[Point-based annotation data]
□ □ □ □ □ □ □

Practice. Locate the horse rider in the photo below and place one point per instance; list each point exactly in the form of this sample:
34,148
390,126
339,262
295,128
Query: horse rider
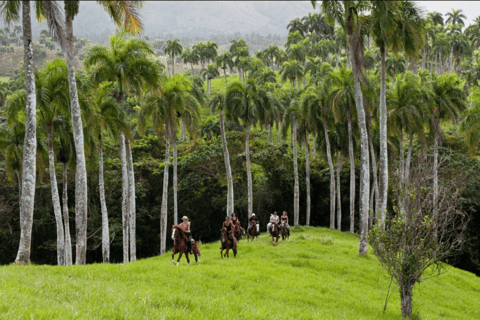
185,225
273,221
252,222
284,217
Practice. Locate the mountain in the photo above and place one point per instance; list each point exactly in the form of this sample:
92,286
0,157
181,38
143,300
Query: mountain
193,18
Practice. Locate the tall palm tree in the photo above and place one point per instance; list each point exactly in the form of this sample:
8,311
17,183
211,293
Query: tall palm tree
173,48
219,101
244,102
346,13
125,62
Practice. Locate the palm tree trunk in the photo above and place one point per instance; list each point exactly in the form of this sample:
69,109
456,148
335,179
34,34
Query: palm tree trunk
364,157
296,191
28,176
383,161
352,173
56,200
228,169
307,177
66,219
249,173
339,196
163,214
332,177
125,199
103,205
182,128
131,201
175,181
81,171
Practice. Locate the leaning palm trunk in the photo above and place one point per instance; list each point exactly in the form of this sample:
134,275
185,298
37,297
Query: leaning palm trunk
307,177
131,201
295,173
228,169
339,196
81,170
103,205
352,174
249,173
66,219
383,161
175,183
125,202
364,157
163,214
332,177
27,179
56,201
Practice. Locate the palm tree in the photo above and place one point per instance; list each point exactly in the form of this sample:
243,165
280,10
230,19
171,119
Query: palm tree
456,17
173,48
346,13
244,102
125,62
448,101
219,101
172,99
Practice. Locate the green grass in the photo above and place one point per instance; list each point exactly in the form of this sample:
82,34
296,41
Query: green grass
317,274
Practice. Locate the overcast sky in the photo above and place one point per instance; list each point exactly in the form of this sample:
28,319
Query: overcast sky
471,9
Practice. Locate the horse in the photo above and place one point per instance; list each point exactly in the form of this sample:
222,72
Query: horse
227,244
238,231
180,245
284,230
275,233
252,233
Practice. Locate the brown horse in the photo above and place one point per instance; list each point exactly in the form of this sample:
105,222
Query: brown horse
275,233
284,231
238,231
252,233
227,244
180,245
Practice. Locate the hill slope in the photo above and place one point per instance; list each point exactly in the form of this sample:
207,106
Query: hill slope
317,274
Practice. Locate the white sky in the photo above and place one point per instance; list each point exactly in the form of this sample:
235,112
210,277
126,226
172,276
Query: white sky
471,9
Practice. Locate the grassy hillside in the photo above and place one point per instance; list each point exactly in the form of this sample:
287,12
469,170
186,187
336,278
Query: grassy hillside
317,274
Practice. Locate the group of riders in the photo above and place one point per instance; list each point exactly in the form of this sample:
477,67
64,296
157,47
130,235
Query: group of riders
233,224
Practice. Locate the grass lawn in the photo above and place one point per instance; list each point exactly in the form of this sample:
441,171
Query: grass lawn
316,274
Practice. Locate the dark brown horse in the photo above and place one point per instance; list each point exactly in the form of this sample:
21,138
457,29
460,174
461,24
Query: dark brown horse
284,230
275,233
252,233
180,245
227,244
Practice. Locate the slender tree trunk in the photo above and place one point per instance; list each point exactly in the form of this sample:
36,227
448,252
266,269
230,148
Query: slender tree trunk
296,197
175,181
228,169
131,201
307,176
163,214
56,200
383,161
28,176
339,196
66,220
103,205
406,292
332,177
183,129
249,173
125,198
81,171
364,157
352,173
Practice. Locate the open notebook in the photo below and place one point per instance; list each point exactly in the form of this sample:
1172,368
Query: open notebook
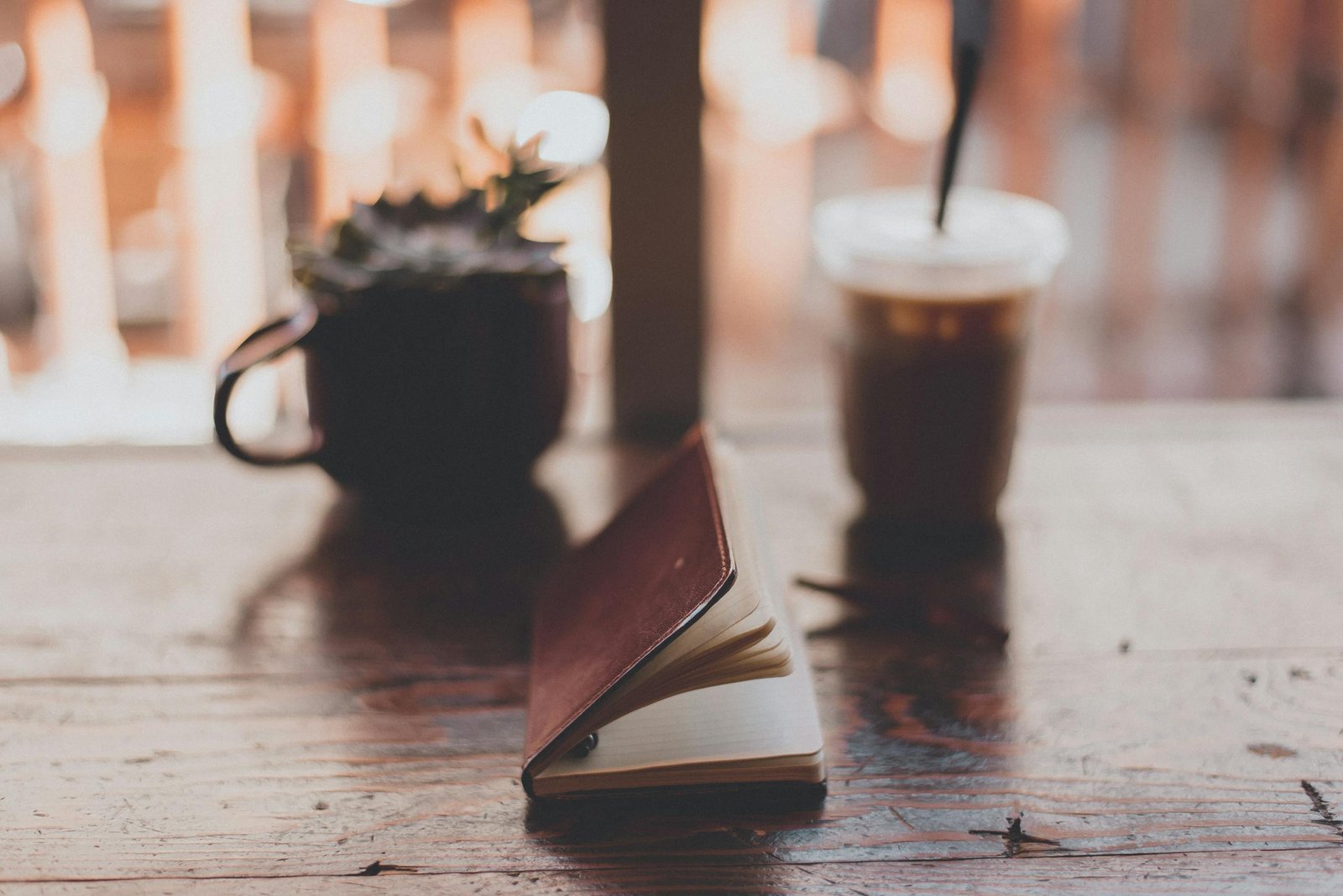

□ □ □ □ □ □ □

### What you have to do
Rewrite the entries from the line holding "Practice. Locate the open" through the end of the entries, inclusive, replacing "notebook" with "journal" and changing nothing else. Leave the picture out of your answer.

### Written reply
Practice. Locate the open journal in the photo below and place one point per instance; list each point exactly in the form of this sample:
1172,368
Query: open journal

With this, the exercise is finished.